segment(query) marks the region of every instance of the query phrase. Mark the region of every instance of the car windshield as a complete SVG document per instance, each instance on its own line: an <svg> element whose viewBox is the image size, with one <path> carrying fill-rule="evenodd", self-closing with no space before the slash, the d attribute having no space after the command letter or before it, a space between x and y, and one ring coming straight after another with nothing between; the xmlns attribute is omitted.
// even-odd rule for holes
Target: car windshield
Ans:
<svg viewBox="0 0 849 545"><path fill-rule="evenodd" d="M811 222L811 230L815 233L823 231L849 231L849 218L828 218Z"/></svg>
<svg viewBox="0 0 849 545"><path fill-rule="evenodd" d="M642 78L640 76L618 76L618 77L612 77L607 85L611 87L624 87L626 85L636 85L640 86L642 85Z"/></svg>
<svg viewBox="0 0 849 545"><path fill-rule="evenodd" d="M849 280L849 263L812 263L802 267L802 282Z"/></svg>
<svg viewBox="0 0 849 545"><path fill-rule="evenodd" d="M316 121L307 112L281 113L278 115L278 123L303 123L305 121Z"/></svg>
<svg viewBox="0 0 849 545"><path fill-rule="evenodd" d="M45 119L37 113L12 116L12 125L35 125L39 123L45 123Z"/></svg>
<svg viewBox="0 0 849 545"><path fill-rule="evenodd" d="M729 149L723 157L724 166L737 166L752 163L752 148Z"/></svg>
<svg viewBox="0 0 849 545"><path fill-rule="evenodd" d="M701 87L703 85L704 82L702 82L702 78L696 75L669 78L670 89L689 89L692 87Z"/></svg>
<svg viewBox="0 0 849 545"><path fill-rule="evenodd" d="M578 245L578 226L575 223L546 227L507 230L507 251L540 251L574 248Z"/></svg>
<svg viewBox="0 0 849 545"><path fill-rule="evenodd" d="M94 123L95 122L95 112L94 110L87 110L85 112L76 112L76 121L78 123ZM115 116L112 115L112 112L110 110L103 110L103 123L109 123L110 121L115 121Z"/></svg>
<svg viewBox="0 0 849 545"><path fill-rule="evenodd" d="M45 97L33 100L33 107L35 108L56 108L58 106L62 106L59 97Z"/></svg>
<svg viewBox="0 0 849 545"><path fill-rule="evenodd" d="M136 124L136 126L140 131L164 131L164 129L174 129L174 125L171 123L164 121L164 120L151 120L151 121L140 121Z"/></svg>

════

• [What is required]:
Retype all the lines of the records above without any changes.

• [Output below]:
segment(query) marks the region of every instance of the query phrase. Mark the region of every instance of the car windshield as a complete SVG document per instance, each instance on its own line: an <svg> element whose viewBox is the image size, with one <path> carrying fill-rule="evenodd", self-closing with no space before the slash, the d attribute having no space after the command letter or before it, a space between x and y, and one ring coming straight after another with nothing between; the xmlns attribute is omitted.
// even-odd rule for holes
Target: car windshield
Ans:
<svg viewBox="0 0 849 545"><path fill-rule="evenodd" d="M811 222L811 230L815 233L823 231L849 231L849 218L828 218Z"/></svg>
<svg viewBox="0 0 849 545"><path fill-rule="evenodd" d="M642 78L640 76L618 76L618 77L612 77L607 85L611 87L624 87L626 85L636 85L640 86L642 85Z"/></svg>
<svg viewBox="0 0 849 545"><path fill-rule="evenodd" d="M849 280L849 263L812 263L802 267L802 282Z"/></svg>
<svg viewBox="0 0 849 545"><path fill-rule="evenodd" d="M316 121L307 112L281 113L278 115L278 123L303 123L305 121Z"/></svg>
<svg viewBox="0 0 849 545"><path fill-rule="evenodd" d="M45 119L37 113L12 116L12 125L35 125L39 123L45 123Z"/></svg>
<svg viewBox="0 0 849 545"><path fill-rule="evenodd" d="M729 149L723 157L724 166L737 166L752 163L752 148Z"/></svg>
<svg viewBox="0 0 849 545"><path fill-rule="evenodd" d="M701 87L703 85L704 82L702 82L702 78L696 75L669 78L670 89L689 89L692 87Z"/></svg>
<svg viewBox="0 0 849 545"><path fill-rule="evenodd" d="M578 245L578 226L575 223L546 227L507 230L507 251L540 251L574 248Z"/></svg>
<svg viewBox="0 0 849 545"><path fill-rule="evenodd" d="M94 123L95 122L95 112L94 110L87 110L85 112L76 112L76 121L78 123ZM115 116L112 115L112 112L110 110L103 110L103 123L109 123L110 121L115 121Z"/></svg>
<svg viewBox="0 0 849 545"><path fill-rule="evenodd" d="M45 97L33 100L33 107L35 108L56 108L58 106L62 106L59 97Z"/></svg>
<svg viewBox="0 0 849 545"><path fill-rule="evenodd" d="M136 124L136 126L140 131L164 131L164 129L174 129L174 125L171 123L164 121L164 120L151 120L151 121L140 121Z"/></svg>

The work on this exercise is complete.